__Directions for this task__
Exercise in exact copying. Transcribe every entry that follows, word for word.

__Data extract__
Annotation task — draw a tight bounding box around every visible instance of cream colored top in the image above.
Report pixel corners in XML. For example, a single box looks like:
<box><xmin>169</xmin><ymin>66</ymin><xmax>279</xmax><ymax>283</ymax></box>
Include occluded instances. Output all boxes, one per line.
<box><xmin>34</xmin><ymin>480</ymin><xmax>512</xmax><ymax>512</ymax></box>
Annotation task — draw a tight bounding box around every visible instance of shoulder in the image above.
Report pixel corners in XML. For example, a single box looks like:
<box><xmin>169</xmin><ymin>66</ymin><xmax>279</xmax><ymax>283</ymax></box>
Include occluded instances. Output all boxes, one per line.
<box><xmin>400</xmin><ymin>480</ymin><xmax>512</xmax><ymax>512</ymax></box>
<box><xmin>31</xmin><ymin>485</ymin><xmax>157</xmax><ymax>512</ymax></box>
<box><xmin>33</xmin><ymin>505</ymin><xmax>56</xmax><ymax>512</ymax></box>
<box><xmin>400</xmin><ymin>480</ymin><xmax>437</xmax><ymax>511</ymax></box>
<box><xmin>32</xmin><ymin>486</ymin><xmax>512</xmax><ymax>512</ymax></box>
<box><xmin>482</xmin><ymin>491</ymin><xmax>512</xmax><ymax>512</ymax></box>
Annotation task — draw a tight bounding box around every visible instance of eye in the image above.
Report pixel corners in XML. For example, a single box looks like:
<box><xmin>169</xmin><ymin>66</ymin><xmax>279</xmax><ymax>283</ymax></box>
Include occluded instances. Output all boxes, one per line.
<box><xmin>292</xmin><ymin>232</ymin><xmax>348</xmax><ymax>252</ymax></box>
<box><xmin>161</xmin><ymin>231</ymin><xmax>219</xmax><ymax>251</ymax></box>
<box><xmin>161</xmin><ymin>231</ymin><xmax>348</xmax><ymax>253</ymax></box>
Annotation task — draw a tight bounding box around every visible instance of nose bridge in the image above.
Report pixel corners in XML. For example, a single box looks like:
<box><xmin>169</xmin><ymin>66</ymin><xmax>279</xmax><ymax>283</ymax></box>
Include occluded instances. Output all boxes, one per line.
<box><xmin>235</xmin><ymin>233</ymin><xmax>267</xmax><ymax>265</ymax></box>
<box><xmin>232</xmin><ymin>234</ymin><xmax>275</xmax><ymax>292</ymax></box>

__Task answer__
Annotation task — draw a tight bounding box around every visible instance of cream colored top in the image above.
Report pixel corners in XML. For example, a single box looks like:
<box><xmin>169</xmin><ymin>66</ymin><xmax>279</xmax><ymax>283</ymax></box>
Include occluded instances. Output all boxes, one per line.
<box><xmin>34</xmin><ymin>480</ymin><xmax>512</xmax><ymax>512</ymax></box>
Annotation task — draw a tight bounding box around every visible instance of shoulder in the image above.
Report pixel corners in XML. For example, a single box looks like:
<box><xmin>169</xmin><ymin>66</ymin><xmax>279</xmax><ymax>283</ymax></box>
Include occluded instances. Output all boxes, one per line.
<box><xmin>400</xmin><ymin>480</ymin><xmax>512</xmax><ymax>512</ymax></box>
<box><xmin>31</xmin><ymin>485</ymin><xmax>157</xmax><ymax>512</ymax></box>
<box><xmin>33</xmin><ymin>505</ymin><xmax>56</xmax><ymax>512</ymax></box>
<box><xmin>400</xmin><ymin>480</ymin><xmax>437</xmax><ymax>511</ymax></box>
<box><xmin>32</xmin><ymin>486</ymin><xmax>512</xmax><ymax>512</ymax></box>
<box><xmin>482</xmin><ymin>491</ymin><xmax>512</xmax><ymax>512</ymax></box>
Annotation task — draw a tight bounding box around every visible instance of eye in the image above.
Report pixel corners in XML. For example, a single box looks like:
<box><xmin>169</xmin><ymin>66</ymin><xmax>279</xmax><ymax>283</ymax></box>
Include occluded instances. Output all boxes, one per line.
<box><xmin>292</xmin><ymin>232</ymin><xmax>348</xmax><ymax>252</ymax></box>
<box><xmin>161</xmin><ymin>231</ymin><xmax>219</xmax><ymax>251</ymax></box>
<box><xmin>161</xmin><ymin>231</ymin><xmax>348</xmax><ymax>253</ymax></box>
Annotation task — draw a tight bounding box around every visible instance of nose bridge in the image above.
Report pixel corners in XML. For example, a single box looks like:
<box><xmin>169</xmin><ymin>66</ymin><xmax>279</xmax><ymax>283</ymax></box>
Include occluded instances. Output all boxes, one per line.
<box><xmin>235</xmin><ymin>233</ymin><xmax>267</xmax><ymax>265</ymax></box>
<box><xmin>232</xmin><ymin>234</ymin><xmax>275</xmax><ymax>292</ymax></box>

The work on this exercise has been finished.